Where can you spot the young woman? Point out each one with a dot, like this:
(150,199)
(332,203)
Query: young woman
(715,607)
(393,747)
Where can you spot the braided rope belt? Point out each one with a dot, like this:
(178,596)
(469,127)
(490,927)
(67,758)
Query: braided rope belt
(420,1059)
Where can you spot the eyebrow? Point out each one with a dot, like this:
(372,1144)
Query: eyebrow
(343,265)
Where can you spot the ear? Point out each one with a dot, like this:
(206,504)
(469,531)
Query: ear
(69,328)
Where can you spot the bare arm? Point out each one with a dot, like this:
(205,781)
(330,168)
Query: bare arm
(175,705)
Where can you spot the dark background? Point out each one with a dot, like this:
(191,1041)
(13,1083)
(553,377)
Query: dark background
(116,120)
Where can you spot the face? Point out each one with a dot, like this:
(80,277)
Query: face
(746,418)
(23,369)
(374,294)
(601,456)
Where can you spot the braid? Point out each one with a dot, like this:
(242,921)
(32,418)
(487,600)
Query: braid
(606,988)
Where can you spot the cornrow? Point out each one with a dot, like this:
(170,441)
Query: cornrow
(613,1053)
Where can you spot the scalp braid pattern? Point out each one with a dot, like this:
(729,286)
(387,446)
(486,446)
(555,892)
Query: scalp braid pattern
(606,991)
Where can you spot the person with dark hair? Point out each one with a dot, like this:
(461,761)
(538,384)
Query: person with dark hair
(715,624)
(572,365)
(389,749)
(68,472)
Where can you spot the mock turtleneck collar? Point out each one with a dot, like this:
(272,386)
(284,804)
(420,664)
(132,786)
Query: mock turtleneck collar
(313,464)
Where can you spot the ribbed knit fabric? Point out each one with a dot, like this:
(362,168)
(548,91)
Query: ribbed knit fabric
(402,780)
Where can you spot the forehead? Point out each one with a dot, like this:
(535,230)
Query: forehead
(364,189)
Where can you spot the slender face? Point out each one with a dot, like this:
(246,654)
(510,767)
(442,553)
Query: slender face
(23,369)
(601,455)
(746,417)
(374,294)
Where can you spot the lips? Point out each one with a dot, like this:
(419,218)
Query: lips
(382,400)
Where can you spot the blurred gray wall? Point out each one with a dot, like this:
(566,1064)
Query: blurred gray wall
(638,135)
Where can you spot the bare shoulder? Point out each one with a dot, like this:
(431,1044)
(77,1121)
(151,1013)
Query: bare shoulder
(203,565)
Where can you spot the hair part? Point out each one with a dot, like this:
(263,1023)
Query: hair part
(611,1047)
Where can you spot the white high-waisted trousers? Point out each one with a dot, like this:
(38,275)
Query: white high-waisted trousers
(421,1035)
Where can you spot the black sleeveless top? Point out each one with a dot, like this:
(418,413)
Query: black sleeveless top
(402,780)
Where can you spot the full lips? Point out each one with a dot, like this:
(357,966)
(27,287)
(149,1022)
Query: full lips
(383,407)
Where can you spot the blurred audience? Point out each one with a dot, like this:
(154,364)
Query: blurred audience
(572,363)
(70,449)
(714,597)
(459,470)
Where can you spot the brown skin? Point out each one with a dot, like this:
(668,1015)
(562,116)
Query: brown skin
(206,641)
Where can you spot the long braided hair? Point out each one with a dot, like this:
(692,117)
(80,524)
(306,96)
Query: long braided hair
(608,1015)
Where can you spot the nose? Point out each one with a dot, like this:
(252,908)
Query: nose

■ ■ ■ ■ ■

Your assignment:
Please transcribe the listing in full. Keep each line exact.

Answer below:
Where can you spot the young woman? Point out each one with a dot, like this:
(150,199)
(332,203)
Query: young woman
(715,607)
(393,747)
Where can you spot the braided rope belt? Point out each one with a dot, like this:
(178,596)
(469,127)
(490,927)
(67,758)
Query: braided rope belt
(420,1059)
Where can you spot the eyebrow? Point out each one with a dot, like this:
(372,1144)
Query: eyebrow
(343,265)
Where can you spot the ear? Point out each one with a dot, like this:
(206,504)
(469,531)
Query: ear
(69,328)
Where can you spot the bare arm? Point out each one with a dot, like this:
(205,781)
(330,168)
Query: bare arm
(175,705)
Where can you spot the dark background? Point out each one with a dot, like this:
(191,1041)
(13,1083)
(553,377)
Query: dark background
(116,120)
Where can you spot the face? Point out each one with a dot, like this:
(80,277)
Query: face
(746,418)
(23,369)
(374,294)
(601,456)
Where can you spot the braid? Point out each one with a dot, like this:
(242,921)
(32,418)
(487,600)
Query: braid
(606,988)
Where can you spot the cornrow? Point out each one with a dot, like this:
(170,441)
Query: cornrow
(613,1053)
Where can you spot the scalp braid pattern? Point out each one with a dot, like this:
(729,286)
(387,446)
(486,446)
(555,892)
Query: scalp braid pattern
(606,991)
Where can you spot the person with dark hair? Point out each one with a dot, like this:
(461,761)
(538,384)
Query: person with dark hair
(715,624)
(572,365)
(389,749)
(68,472)
Where can you spot the mock turtleneck collar? Point out each one with a dot, like this:
(272,386)
(284,804)
(420,664)
(132,786)
Query: mock turtleneck collar
(313,464)
Where can you spot the ribbed knit fabric? Point out each one with a dot, like this:
(362,168)
(548,91)
Query: ribbed knit fabric
(402,780)
Where can you spot the forehead? Point out each one with a dot, like this:
(535,230)
Query: forehead
(364,189)
Where can you spot the slender face? Point out each one with a dot, like this:
(246,654)
(510,767)
(442,553)
Query: slender face
(23,369)
(601,455)
(746,417)
(374,294)
Where can you spot the lips? Point out each one with a dot, like this:
(419,218)
Query: lips
(382,400)
Where can you spot the blurred gray wall? Point out each one with a dot, like this:
(566,1064)
Query: blurred gray wall
(638,135)
Where can you spot the bare shoulder? Point out each one with a dot, like this:
(431,1044)
(77,1121)
(151,1013)
Query: bare shoulder
(203,565)
Where can you spot the hair part? Point out each one with a dot, like this:
(263,1023)
Query: hair part
(611,1047)
Where can you spot the white high-waisted trousers? Point out each one with a dot, like this:
(38,275)
Query: white high-waisted trousers
(421,1035)
Where can you spot the black sleeveless top? Point out each one with a dot, like this:
(418,413)
Query: black sleeveless top
(402,780)
Where can you spot the full lips? Point out each one with a dot, like this:
(357,966)
(27,287)
(149,1022)
Query: full lips
(383,407)
Where can you spot the blurred audience? Point out each one with a dot, like this:
(154,364)
Query: blurred audience
(572,363)
(70,449)
(714,597)
(459,470)
Where can you spot the brown skin? Point out each one with a dot, like this:
(668,1015)
(562,116)
Query: brown skin
(206,641)
Where can you spot the long braided hair? Point out each one with a dot, like this:
(692,117)
(80,524)
(306,96)
Query: long braided hair
(608,1015)
Where can you spot the nose? Point out each one with a dot, like this:
(252,908)
Query: nose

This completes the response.